Coordinate annotation entries
########

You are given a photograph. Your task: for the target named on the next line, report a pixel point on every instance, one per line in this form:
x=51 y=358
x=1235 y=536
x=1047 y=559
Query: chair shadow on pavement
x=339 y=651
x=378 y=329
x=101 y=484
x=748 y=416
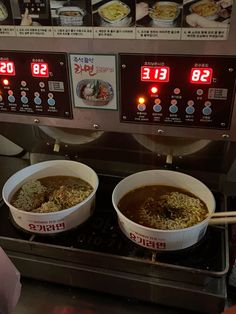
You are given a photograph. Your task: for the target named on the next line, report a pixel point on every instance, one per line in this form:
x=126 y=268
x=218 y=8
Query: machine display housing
x=35 y=83
x=199 y=91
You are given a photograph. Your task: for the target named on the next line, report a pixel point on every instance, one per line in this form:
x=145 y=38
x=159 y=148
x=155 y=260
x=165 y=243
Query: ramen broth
x=163 y=207
x=50 y=194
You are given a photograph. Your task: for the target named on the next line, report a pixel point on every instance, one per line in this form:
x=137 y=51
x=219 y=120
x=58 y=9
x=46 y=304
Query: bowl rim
x=49 y=213
x=163 y=230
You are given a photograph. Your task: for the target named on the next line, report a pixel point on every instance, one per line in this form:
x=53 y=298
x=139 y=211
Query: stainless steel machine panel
x=35 y=83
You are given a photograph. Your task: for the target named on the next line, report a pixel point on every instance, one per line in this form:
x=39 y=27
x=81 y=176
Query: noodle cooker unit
x=175 y=109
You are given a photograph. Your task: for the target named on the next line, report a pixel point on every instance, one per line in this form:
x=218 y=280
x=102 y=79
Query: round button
x=173 y=109
x=207 y=111
x=11 y=98
x=157 y=108
x=41 y=84
x=157 y=101
x=141 y=107
x=207 y=103
x=199 y=92
x=24 y=100
x=37 y=101
x=177 y=91
x=51 y=102
x=190 y=110
x=190 y=103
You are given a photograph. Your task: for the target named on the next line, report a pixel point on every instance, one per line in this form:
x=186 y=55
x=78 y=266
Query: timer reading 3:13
x=162 y=74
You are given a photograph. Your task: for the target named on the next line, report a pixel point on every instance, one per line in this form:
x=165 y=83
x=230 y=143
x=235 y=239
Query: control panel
x=193 y=91
x=35 y=83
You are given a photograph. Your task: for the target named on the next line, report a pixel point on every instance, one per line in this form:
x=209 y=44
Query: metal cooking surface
x=101 y=234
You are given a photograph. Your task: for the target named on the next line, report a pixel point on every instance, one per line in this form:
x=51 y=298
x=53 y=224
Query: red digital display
x=201 y=75
x=39 y=69
x=155 y=74
x=7 y=68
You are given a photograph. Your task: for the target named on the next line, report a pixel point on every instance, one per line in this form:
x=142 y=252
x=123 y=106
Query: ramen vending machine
x=122 y=87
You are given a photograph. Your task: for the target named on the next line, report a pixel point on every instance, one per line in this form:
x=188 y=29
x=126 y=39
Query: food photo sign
x=117 y=19
x=159 y=19
x=206 y=20
x=94 y=81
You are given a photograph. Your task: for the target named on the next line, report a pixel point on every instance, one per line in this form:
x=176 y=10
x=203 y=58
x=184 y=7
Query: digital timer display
x=7 y=68
x=39 y=69
x=201 y=75
x=155 y=74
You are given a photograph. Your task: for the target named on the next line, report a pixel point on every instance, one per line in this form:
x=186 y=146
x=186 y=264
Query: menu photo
x=71 y=13
x=72 y=18
x=158 y=19
x=159 y=13
x=206 y=19
x=94 y=81
x=114 y=19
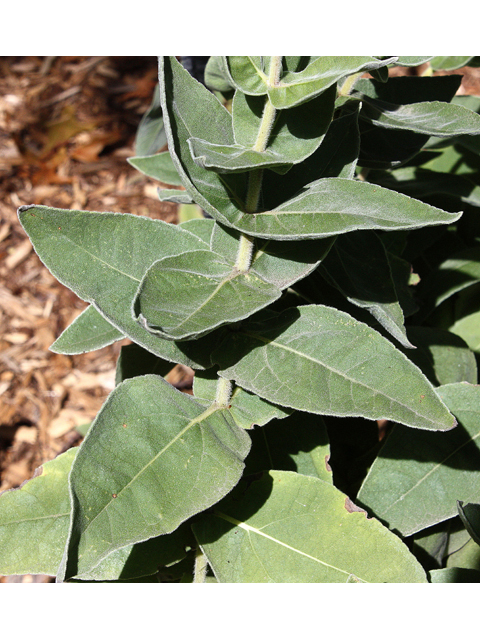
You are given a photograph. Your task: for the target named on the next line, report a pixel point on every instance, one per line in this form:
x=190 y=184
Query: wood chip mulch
x=67 y=126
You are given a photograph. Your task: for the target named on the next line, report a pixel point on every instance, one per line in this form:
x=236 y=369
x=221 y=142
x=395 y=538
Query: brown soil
x=67 y=125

########

* _STATED GOAL_
Write the records out again in full, exactly, and skip every picture.

* _RESULT OF THE EXERCISE_
You are given a photograph. Your task: for the target named on the next line, report a pixel point on every instance, one per line in this form:
x=51 y=358
x=1235 y=536
x=1047 y=559
Query: chair shadow on pavement
x=339 y=651
x=378 y=329
x=101 y=484
x=748 y=416
You are given a photograph. Your task: for the target named on the next line, report a pixel point on every instance, one per line in this form:
x=126 y=268
x=218 y=8
Query: machine display housing
x=35 y=83
x=199 y=91
You are given a photograph. Your task: for the target named on the next line, report a pixel point on every instance, one per line in this form:
x=145 y=38
x=159 y=148
x=155 y=260
x=165 y=243
Query: ramen broth
x=163 y=207
x=50 y=194
You are given a photograph. Your task: for the target named on the next line, report a pixel point on every instance, one per line in this form:
x=137 y=51
x=219 y=120
x=58 y=9
x=46 y=304
Query: bowl rim
x=49 y=213
x=163 y=230
You are given a photograph. Your task: for the target named on the next line, report a pixel point on every instance, one per line in this form:
x=53 y=298
x=139 y=211
Query: stainless steel machine panel
x=35 y=83
You are given a photograph. Your task: for the target named on the next line, report a pixel point on every instance, one per line in this form:
x=39 y=27
x=81 y=176
Query: noodle cooker unit
x=175 y=109
You are given a photograph. Your task: for the target named on the next line, report a pixel point on every instance, one per line in this form:
x=218 y=280
x=102 y=79
Query: round button
x=173 y=109
x=207 y=111
x=11 y=98
x=157 y=108
x=41 y=84
x=157 y=101
x=141 y=107
x=207 y=103
x=199 y=92
x=24 y=100
x=37 y=101
x=177 y=91
x=51 y=102
x=190 y=110
x=190 y=103
You are given a photograph. Your task: for the target named on the next line, report a pixel point on every instance, one per line in this form:
x=186 y=55
x=78 y=266
Query: timer reading 3:13
x=162 y=74
You are given a photograph. Your task: for the target named on the next line, report a pixel point on every instance, one per line in this form:
x=165 y=83
x=230 y=143
x=235 y=239
Query: control panel
x=193 y=91
x=35 y=83
You are given a photograph. Your task: for the target named on the next line, report a pixel point on every instance, one per line in this form:
x=209 y=44
Query: metal cooking surface
x=101 y=234
You are given a photograph. Your task: for the target named on the next line, report a pixel point on every instance, one per line in this form:
x=51 y=298
x=53 y=224
Query: red digital display
x=201 y=75
x=39 y=69
x=155 y=74
x=7 y=68
You are given a photograph. Your task: for the target named on the next line, report a pixel point on every instance, one per line in this form:
x=142 y=252
x=123 y=106
Query: ramen vending machine
x=122 y=87
You are given a photograph. Your task: for the target named on the next line, report a pixel point on every instance, one per line in this form:
x=188 y=29
x=126 y=39
Query: food photo sign
x=117 y=19
x=159 y=19
x=206 y=20
x=94 y=81
You are given a photograph. Your task: for the target named on the next line, report a pixel point on every instance, one per line in this form:
x=176 y=10
x=203 y=58
x=184 y=7
Query: digital timer display
x=7 y=68
x=39 y=69
x=201 y=75
x=155 y=74
You are given a photograph. Your task: for the target named on the next line, report a pixel point on every instance, one per line in this form:
x=186 y=146
x=186 y=264
Query: menu photo
x=71 y=13
x=72 y=18
x=158 y=19
x=159 y=13
x=206 y=19
x=94 y=81
x=114 y=19
You are given a photograph. Your task: for the target named on the next line, report a pixel point on every instance, one per line in this form:
x=190 y=184
Query: wood chip mulch
x=67 y=126
You are given a photograph. Your task: for the target named on the next line, report a pixel point on every instance, one per line in this form:
x=236 y=369
x=221 y=142
x=395 y=538
Query: brown soil
x=67 y=125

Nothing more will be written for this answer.